— Start of Raw records —

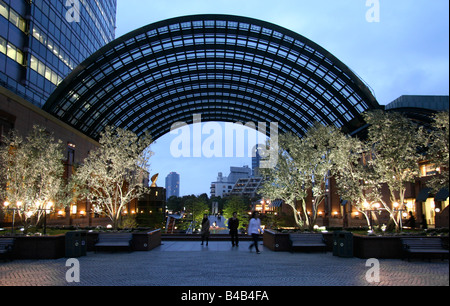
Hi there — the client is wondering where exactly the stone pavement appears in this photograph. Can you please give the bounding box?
[0,241,449,287]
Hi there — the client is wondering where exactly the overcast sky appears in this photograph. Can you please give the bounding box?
[116,0,449,195]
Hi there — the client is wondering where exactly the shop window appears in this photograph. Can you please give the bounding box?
[422,198,436,226]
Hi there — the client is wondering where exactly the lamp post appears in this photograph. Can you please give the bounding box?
[3,202,21,236]
[37,202,53,236]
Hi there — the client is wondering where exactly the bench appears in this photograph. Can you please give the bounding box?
[289,234,327,252]
[0,238,14,260]
[401,238,448,261]
[95,233,133,252]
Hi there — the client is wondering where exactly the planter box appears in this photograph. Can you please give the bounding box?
[353,235,448,259]
[87,229,161,252]
[263,229,333,252]
[13,235,65,259]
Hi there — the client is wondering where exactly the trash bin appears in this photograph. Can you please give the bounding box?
[65,231,87,258]
[333,231,353,258]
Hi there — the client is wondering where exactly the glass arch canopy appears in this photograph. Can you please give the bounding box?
[44,15,379,139]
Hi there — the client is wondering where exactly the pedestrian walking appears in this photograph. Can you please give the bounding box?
[228,212,239,247]
[248,211,262,254]
[201,214,211,245]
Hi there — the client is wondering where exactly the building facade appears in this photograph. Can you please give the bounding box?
[0,0,117,107]
[211,166,252,197]
[0,0,117,226]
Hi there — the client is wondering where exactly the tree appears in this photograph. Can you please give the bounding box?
[426,111,449,192]
[364,110,424,230]
[260,133,308,227]
[300,123,343,230]
[73,127,152,229]
[0,125,66,229]
[263,123,340,230]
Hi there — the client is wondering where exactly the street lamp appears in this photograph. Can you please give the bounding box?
[3,201,22,236]
[37,201,54,236]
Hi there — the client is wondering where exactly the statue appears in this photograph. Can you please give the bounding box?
[150,173,159,187]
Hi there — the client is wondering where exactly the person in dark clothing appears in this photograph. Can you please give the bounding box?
[228,212,239,246]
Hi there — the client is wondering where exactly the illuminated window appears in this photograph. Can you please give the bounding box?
[5,43,24,65]
[0,37,6,54]
[0,0,8,19]
[420,164,439,177]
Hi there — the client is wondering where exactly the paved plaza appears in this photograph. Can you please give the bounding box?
[0,241,449,286]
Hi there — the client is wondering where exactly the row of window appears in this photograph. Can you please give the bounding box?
[33,26,76,70]
[0,36,25,66]
[30,55,63,86]
[0,0,27,33]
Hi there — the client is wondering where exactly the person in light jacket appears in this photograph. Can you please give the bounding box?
[248,211,262,254]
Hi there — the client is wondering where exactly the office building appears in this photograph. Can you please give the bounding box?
[211,166,252,197]
[0,0,117,107]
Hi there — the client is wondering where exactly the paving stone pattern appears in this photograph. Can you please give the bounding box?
[0,241,449,286]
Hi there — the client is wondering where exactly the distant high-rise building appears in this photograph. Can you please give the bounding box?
[166,172,180,199]
[0,0,117,107]
[252,145,261,176]
[211,166,252,197]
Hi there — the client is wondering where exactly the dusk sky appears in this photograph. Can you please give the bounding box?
[116,0,449,195]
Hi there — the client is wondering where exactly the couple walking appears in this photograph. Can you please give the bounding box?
[201,211,262,254]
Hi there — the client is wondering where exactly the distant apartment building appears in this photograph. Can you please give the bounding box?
[166,172,180,199]
[211,166,252,197]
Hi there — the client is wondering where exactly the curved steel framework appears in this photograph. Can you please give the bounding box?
[44,15,379,139]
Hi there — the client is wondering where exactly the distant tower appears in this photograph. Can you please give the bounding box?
[166,172,180,199]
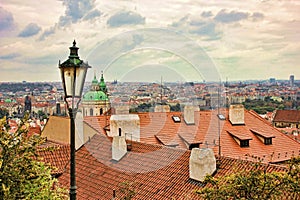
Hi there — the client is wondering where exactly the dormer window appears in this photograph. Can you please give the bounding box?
[172,116,181,123]
[264,138,272,145]
[227,131,252,147]
[240,140,249,147]
[250,129,275,145]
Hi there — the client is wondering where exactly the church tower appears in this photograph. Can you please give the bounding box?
[82,73,110,116]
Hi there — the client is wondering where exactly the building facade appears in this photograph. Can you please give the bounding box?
[82,73,110,116]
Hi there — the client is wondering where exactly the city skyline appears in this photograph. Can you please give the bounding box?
[0,0,300,82]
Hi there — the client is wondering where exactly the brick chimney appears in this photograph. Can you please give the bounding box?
[112,128,127,161]
[229,104,245,125]
[189,148,217,182]
[183,105,199,125]
[154,105,170,112]
[107,114,140,142]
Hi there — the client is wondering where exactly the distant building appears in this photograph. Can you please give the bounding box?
[269,78,276,84]
[290,75,295,87]
[82,74,110,116]
[273,110,300,128]
[24,95,31,113]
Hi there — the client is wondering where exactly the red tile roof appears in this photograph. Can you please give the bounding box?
[37,141,70,175]
[273,110,300,123]
[59,135,290,199]
[85,110,300,163]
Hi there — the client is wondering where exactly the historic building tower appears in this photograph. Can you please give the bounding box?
[82,73,110,116]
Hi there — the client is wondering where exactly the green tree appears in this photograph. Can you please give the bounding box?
[196,158,300,200]
[0,117,67,200]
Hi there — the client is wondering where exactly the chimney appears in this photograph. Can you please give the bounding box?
[183,105,199,125]
[56,102,61,115]
[107,114,140,142]
[112,128,127,161]
[154,104,170,112]
[229,104,245,125]
[115,105,129,115]
[189,148,217,182]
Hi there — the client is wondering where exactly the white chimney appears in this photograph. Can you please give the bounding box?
[183,105,199,125]
[111,129,127,161]
[115,105,129,115]
[154,105,170,112]
[108,114,140,142]
[229,104,245,125]
[189,148,217,182]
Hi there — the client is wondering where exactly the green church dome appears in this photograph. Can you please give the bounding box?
[92,75,98,84]
[83,91,108,101]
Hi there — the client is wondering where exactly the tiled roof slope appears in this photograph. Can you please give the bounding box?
[84,110,300,163]
[273,110,300,123]
[59,135,290,200]
[37,141,70,175]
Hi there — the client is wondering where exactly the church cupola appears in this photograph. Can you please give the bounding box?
[91,72,99,91]
[99,72,107,93]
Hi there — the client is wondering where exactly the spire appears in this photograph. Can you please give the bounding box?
[92,70,98,84]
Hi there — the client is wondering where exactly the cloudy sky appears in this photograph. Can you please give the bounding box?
[0,0,300,82]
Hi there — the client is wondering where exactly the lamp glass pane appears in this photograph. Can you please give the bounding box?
[75,66,87,97]
[63,67,74,97]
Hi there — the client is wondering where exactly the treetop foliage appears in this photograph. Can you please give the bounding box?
[0,117,67,200]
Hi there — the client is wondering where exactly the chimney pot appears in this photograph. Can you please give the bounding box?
[189,148,217,182]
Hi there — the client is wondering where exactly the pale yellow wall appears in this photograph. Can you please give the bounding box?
[42,116,70,144]
[42,113,97,149]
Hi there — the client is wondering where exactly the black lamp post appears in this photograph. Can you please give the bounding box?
[59,40,90,200]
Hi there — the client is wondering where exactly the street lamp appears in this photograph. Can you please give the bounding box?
[59,40,90,200]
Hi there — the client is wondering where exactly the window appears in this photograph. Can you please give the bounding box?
[172,116,181,123]
[240,140,249,147]
[218,114,226,120]
[265,138,272,145]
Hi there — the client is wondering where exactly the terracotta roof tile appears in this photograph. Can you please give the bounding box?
[59,135,296,199]
[85,110,300,162]
[37,142,70,175]
[273,110,300,123]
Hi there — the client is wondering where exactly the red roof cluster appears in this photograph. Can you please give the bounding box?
[273,110,300,123]
[85,110,300,163]
[59,134,290,199]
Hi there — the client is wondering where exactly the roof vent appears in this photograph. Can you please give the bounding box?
[189,148,217,182]
[108,114,140,142]
[112,128,127,161]
[183,105,199,125]
[229,104,245,125]
[154,105,170,112]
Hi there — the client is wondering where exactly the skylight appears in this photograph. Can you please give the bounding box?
[172,116,181,123]
[218,114,226,120]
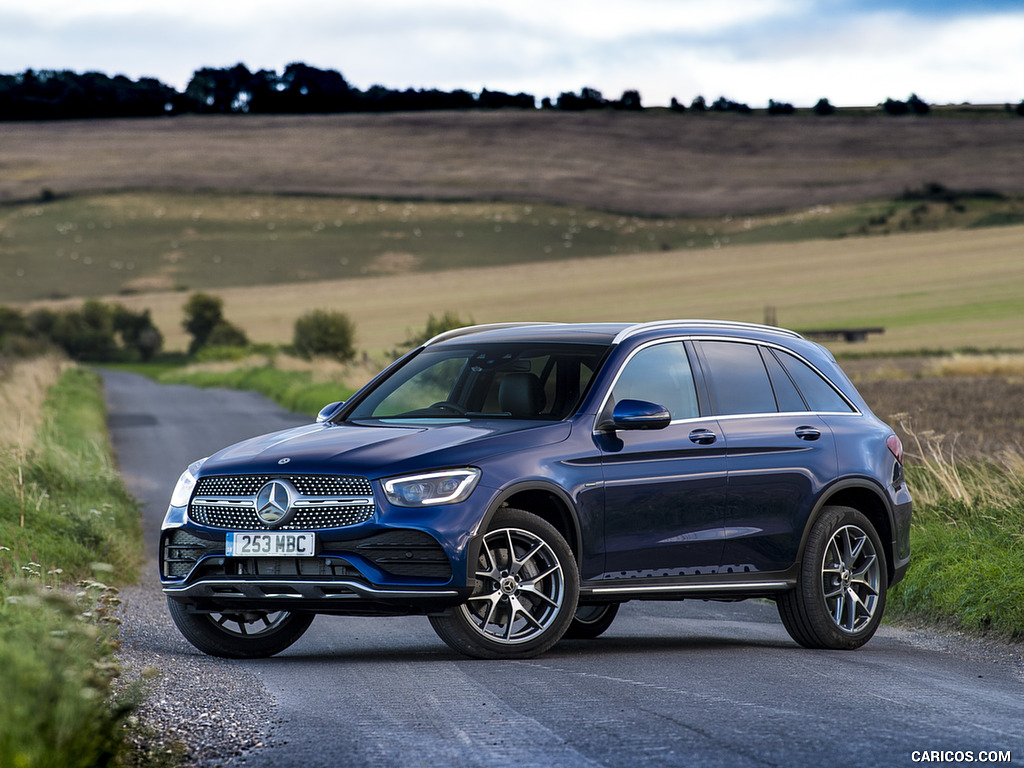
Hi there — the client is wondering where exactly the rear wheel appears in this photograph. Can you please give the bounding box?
[430,509,580,658]
[564,603,618,640]
[167,599,314,658]
[777,507,888,650]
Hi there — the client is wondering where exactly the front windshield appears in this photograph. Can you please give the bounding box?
[348,343,607,421]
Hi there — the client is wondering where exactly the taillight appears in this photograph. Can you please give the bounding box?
[886,434,903,464]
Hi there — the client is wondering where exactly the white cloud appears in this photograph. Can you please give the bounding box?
[0,0,1024,106]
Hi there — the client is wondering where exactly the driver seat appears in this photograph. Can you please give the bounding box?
[498,373,548,419]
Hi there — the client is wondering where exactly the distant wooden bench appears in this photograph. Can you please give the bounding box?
[799,326,886,344]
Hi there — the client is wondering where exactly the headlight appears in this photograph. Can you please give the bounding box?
[384,467,480,507]
[171,459,206,507]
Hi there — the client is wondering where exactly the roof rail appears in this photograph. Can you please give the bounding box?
[611,319,804,344]
[423,322,564,347]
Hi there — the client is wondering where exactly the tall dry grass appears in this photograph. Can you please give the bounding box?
[894,414,1024,512]
[0,356,69,454]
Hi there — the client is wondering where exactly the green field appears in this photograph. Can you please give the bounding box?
[6,193,1024,355]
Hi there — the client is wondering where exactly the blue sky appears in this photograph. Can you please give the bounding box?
[0,0,1024,106]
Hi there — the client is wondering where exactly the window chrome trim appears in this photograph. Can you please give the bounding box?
[593,335,864,434]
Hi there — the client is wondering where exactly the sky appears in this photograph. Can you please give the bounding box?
[0,0,1024,108]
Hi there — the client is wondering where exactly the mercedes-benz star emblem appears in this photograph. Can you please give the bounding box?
[256,480,296,527]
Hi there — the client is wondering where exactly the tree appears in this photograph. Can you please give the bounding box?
[814,98,836,117]
[906,93,932,115]
[188,293,230,354]
[205,319,249,347]
[293,309,355,362]
[882,98,908,116]
[611,90,643,112]
[768,98,796,115]
[114,304,164,362]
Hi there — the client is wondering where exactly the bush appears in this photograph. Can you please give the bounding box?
[814,98,836,117]
[0,299,164,362]
[203,319,249,347]
[293,309,355,362]
[181,293,224,354]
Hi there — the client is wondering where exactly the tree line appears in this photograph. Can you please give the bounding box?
[0,62,1024,121]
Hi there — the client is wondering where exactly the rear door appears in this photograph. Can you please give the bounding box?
[595,341,726,579]
[696,340,838,572]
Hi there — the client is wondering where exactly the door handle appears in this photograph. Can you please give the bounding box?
[690,429,718,445]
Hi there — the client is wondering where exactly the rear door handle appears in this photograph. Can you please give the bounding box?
[690,429,718,445]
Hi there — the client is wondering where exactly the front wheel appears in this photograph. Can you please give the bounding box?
[430,509,580,658]
[167,599,314,658]
[776,507,888,650]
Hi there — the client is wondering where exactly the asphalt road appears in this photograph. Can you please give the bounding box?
[105,374,1024,768]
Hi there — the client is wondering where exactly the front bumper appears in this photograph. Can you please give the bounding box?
[164,579,468,615]
[160,524,472,615]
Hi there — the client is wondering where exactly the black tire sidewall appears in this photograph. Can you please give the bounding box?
[778,506,888,650]
[430,508,580,658]
[167,598,314,658]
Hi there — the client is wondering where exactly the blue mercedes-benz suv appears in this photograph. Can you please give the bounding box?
[160,321,911,658]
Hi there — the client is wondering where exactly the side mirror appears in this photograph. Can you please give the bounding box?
[601,399,672,429]
[316,400,345,424]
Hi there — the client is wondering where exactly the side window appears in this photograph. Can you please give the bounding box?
[776,351,853,413]
[761,348,807,414]
[611,341,700,421]
[700,341,778,416]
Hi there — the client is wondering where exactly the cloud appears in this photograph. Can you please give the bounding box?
[0,0,1024,106]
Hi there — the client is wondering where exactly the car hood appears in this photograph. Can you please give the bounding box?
[201,420,570,479]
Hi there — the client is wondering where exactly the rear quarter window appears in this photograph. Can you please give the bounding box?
[774,350,854,413]
[700,341,778,416]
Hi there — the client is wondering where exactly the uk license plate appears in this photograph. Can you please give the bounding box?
[226,530,316,557]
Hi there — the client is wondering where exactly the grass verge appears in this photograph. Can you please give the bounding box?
[158,362,354,417]
[889,439,1024,641]
[0,364,141,768]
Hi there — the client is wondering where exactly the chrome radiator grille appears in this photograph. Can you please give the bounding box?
[188,475,375,530]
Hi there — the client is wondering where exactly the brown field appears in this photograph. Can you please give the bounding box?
[857,376,1024,462]
[6,111,1024,215]
[32,221,1024,355]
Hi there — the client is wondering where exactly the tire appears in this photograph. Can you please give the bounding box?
[167,599,315,658]
[776,507,888,650]
[430,509,580,658]
[562,603,618,640]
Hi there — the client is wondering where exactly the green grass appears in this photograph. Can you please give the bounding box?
[0,193,1024,301]
[0,369,142,768]
[889,445,1024,641]
[0,368,142,584]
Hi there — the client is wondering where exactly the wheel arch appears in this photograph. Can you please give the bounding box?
[468,482,583,567]
[800,480,896,583]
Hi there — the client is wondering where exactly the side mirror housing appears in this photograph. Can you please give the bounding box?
[600,399,672,430]
[316,400,345,424]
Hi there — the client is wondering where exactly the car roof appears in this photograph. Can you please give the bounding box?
[424,319,803,346]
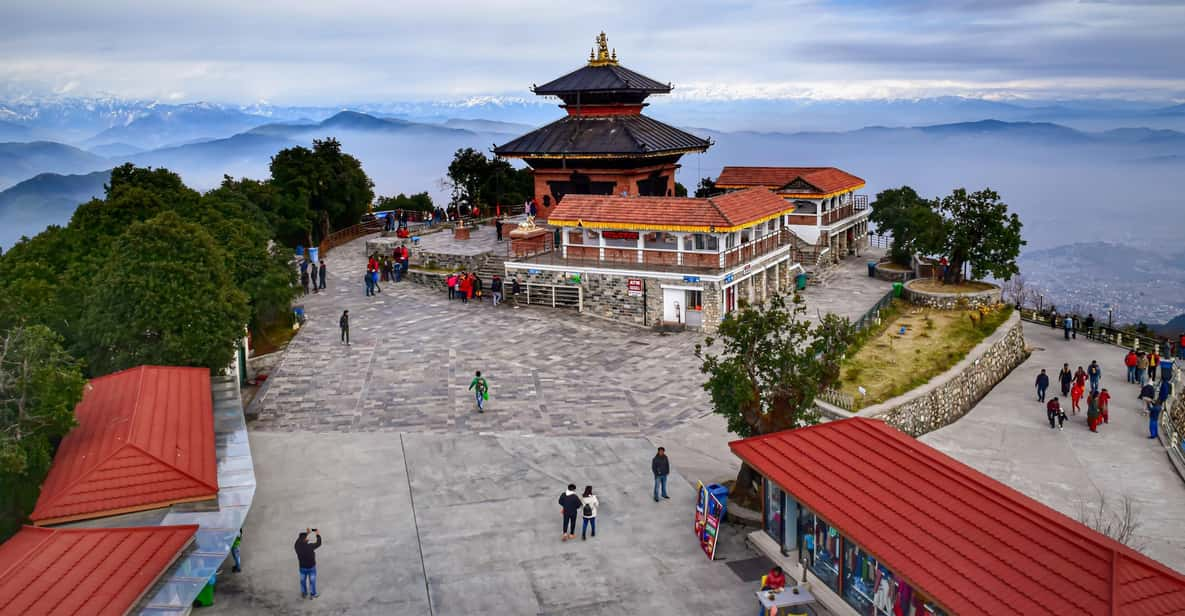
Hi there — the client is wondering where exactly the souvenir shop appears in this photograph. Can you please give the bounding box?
[729,417,1185,616]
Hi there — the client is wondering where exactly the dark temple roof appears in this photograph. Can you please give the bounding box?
[494,115,711,158]
[534,64,671,96]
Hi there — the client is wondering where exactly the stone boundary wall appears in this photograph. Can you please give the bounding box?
[905,281,1000,310]
[815,312,1029,437]
[876,263,914,282]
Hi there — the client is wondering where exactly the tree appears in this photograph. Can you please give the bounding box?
[83,212,249,374]
[0,325,85,541]
[696,178,719,199]
[270,139,374,245]
[696,294,854,499]
[933,188,1025,281]
[869,186,942,265]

— End of Raw records —

◆ Exercise ◆
Add 28 to every number in the bounding box coordinates, then write out all the lines starting at the line containing "the distant wooden" and ending at the line containing "[6,193,1024,355]". Keep the lines without coordinates unchanged.

◆ Problem solution ◆
Hi there — the client is wondering where exactly the distant wooden bench appears in this photograph. Can you please give the bounding box?
[827,354,914,372]
Hi there — the client is wondering where exactly the headlight appears in this photograph. Can you please give the bounding box?
[412,495,508,535]
[199,487,234,535]
Hi there — the client is wondering where exactly the roof rail appears in this photograph. Can you please give the bounding box?
[639,347,832,372]
[451,350,592,375]
Hi there — the client is wondering where exactly the tall dry grass appears in this photograph. Can you please give the bounding box?
[922,442,1052,540]
[28,384,97,482]
Hi there — the client is wondering where exactly the green field appears in this photograph. Can you please give the bounding box?
[34,221,1052,383]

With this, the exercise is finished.